Но пойдем дальше. А если дитя высокоморально, или, вне всякой связи с моралью, просто искренне любит свою мать и не мыслит себе выгнать ее из дома? Тогда дитя должно заблаговременно умереть, лучше в младенчестве, или уродиться уродом. И хорошие дети действительно так делают.
Вот один из многочисленных примеров. Известно выражение “заспать ребенка”, то есть во сне раздавить это тщедушное тельце массой материнской туши. Многие понимают это как иллюстрацию средневековой дикости, но это случается и в наши дни.
Это, говорят, случается достаточно регулярно, когда женщина, обыкновенно очень интеллигентная и несчастная в личной жизни, лет под сорок добивается счастья стать матерью-одиночкой. Она каким-то невероятным способом не только беременеет, но и, пролежав девять месяцев на сохранении, умудряется родить долгожданного ребеночка. Он, конечно, получается довольно плохонький — макроцефал с родовой травмой об пол и асфиксией, и вряд ли выживет, но врачи работают, и это созданьице выживает, и вот его приносят на первое кормление. Примерно через месяц после рождения. До этого оно не просило кушать, и маме было очень плохо, ей удалили очень многое, чтобы она только осталась в живых, да и этому несчастному ребеночку тоже.

**РАЗДЕЛ ДАННЫХ:**
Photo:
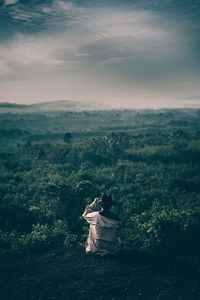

**ЗАДАНИЯ ДЛЯ ВЫПОЛНЕНИЯ:**
- a) Через какое время после рождения ребенка, согласно тексту упражнения, его приносят на первое кормление?
- b) Воспроизведите без изменений фрагмент текста упражнения от слов «Это, говорят, случается» до слов «несчастному ребеночку тоже.».
Данные для работы с текстом упражнения не нужны.

**ОТВЕТЫ К ЗАДАНИЯМ:**
- a) Примерно через месяц после рождения.

- b)
Это, говорят, случается достаточно регулярно, когда женщина, обыкновенно очень интеллигентная и несчастная в личной жизни, лет под сорок добивается счастья стать матерью-одиночкой. Она каким-то невероятным способом не только беременеет, но и, пролежав девять месяцев на сохранении, умудряется родить долгожданного ребеночка. Он, конечно, получается довольно плохонький — макроцефал с родовой травмой об пол и асфиксией, и вряд ли выживет, но врачи работают, и это созданьице выживает, и вот его приносят на первое кормление. Примерно через месяц после рождения. До этого оно не просило кушать, и маме было очень плохо, ей удалили очень многое, чтобы она только осталась в живых, да и этому несчастному ребеночку тоже.